◆ **Requirement**: Extract every line in the data below that contains the string "woman", treating uppercase and lowercase as different.

Labeled area outlines
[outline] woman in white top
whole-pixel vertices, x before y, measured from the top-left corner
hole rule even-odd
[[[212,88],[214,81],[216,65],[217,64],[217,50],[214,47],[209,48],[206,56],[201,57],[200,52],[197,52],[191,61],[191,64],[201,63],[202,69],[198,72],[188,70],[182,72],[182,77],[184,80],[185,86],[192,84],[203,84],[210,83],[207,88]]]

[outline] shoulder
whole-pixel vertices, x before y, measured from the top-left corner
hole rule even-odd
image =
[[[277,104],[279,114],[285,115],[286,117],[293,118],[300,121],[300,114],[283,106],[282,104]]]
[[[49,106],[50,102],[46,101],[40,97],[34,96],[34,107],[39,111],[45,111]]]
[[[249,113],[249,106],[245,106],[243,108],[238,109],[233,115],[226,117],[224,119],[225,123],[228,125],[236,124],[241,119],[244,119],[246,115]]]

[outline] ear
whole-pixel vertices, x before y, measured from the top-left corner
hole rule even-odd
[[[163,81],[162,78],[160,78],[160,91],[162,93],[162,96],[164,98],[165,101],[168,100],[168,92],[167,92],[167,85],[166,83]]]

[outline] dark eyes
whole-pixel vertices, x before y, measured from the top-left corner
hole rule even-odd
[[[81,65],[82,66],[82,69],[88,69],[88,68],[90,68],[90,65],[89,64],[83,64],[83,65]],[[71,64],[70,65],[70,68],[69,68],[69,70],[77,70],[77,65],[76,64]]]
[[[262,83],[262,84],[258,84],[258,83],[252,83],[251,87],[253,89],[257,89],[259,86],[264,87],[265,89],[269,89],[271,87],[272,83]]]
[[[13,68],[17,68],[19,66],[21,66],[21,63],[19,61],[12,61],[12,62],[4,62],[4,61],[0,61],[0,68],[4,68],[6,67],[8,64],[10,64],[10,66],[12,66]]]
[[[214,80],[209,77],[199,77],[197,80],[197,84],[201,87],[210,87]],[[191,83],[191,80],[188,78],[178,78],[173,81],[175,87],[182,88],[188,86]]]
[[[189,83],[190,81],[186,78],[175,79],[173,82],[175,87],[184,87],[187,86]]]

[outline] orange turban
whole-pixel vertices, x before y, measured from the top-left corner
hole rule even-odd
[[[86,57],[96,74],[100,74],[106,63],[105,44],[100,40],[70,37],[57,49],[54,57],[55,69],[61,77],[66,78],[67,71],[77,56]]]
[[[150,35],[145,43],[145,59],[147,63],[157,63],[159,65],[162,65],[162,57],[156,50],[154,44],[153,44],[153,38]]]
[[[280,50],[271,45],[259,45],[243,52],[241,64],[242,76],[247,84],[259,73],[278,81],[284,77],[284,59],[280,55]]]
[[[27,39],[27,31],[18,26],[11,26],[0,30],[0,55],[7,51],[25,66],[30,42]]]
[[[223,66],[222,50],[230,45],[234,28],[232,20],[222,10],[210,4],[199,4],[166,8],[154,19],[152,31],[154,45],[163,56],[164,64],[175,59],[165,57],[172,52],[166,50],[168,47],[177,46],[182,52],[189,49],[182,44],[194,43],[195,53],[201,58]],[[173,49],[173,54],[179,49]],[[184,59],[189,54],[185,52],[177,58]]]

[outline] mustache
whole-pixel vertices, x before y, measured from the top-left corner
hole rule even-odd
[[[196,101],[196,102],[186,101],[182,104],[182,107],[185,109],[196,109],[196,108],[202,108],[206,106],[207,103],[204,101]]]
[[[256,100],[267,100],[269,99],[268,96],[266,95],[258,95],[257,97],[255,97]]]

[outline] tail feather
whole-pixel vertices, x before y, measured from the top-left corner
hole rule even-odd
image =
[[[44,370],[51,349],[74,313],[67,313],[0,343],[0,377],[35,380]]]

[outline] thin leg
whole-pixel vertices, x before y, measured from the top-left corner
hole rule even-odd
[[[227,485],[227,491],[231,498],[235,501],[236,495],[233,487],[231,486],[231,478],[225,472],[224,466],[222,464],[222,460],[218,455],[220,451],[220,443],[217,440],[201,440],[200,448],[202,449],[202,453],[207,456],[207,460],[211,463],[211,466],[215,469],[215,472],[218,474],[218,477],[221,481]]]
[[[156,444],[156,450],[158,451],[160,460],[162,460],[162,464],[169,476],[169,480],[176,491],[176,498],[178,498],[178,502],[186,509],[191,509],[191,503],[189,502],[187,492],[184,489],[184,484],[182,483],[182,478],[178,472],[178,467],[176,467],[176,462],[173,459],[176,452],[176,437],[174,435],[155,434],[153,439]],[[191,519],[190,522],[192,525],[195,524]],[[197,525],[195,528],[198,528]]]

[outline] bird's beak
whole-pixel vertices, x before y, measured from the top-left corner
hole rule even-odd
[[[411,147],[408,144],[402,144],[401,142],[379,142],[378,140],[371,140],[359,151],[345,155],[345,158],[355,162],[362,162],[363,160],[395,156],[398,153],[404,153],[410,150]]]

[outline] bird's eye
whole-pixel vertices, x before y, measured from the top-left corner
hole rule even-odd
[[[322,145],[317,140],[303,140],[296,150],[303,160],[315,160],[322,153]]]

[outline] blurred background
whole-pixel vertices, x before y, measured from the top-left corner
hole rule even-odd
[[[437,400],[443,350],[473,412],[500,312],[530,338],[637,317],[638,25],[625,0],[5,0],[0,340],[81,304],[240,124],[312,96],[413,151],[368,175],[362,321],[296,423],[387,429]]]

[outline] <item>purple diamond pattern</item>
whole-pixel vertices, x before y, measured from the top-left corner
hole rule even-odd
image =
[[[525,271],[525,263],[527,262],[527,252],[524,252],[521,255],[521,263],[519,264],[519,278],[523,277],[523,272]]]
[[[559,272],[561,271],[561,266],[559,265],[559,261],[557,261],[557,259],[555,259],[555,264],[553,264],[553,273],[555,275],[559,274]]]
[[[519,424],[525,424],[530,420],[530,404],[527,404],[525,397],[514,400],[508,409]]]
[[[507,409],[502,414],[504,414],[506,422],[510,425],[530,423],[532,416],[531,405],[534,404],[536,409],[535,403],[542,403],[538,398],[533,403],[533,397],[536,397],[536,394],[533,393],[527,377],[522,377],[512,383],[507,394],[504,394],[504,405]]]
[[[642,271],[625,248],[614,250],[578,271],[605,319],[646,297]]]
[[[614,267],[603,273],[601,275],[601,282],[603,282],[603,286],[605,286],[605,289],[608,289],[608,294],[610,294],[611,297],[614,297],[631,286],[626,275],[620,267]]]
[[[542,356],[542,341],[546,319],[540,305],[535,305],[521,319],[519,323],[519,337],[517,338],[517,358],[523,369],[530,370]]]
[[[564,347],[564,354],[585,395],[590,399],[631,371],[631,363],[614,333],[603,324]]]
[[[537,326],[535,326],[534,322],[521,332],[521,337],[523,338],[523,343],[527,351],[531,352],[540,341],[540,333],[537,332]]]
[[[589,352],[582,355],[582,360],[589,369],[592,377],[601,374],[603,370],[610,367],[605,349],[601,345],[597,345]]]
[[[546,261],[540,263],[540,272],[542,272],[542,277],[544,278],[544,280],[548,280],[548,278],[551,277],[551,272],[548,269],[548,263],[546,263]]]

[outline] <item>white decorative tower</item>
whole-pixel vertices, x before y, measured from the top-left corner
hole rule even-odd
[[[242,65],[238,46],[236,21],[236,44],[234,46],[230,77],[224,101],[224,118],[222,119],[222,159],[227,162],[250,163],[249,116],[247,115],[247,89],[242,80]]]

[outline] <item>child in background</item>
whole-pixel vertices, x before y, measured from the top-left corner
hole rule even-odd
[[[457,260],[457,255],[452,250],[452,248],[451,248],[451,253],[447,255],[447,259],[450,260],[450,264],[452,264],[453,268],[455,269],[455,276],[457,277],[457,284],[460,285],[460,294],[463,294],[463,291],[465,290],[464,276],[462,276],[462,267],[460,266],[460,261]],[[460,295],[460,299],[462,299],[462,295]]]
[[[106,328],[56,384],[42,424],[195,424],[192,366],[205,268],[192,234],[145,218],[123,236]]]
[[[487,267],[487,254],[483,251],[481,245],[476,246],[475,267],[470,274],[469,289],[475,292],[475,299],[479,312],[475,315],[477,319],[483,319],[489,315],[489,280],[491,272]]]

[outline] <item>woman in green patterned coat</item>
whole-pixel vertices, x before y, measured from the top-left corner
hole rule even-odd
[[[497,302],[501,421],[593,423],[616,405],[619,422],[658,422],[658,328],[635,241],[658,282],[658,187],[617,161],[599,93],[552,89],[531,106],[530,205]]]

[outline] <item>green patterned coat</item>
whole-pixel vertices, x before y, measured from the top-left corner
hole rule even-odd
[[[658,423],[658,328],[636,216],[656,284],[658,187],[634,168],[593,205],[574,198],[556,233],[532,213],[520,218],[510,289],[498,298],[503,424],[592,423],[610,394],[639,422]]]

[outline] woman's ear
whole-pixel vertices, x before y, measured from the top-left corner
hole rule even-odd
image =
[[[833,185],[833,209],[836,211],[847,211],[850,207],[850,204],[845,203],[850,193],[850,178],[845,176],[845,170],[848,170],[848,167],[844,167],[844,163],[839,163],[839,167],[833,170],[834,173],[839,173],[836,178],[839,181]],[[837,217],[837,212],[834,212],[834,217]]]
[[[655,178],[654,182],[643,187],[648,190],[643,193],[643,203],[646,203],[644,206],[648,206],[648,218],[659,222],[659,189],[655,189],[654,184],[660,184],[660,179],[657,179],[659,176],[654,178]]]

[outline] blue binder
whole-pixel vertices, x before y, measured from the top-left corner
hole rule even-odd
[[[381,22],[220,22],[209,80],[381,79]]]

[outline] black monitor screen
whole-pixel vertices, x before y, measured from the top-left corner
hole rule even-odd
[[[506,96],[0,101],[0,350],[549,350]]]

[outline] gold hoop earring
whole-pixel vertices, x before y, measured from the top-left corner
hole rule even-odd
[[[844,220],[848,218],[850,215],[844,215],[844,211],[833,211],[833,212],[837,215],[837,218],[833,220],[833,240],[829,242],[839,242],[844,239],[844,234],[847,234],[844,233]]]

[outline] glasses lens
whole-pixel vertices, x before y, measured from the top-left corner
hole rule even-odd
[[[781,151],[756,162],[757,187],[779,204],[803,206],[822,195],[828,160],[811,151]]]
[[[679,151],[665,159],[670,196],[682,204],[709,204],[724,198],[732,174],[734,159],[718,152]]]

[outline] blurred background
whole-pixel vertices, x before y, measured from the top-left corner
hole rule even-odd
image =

◆ **Result for this exercise**:
[outline] woman in white top
[outline] <item>woman in green patterned coat</item>
[outline] woman's ear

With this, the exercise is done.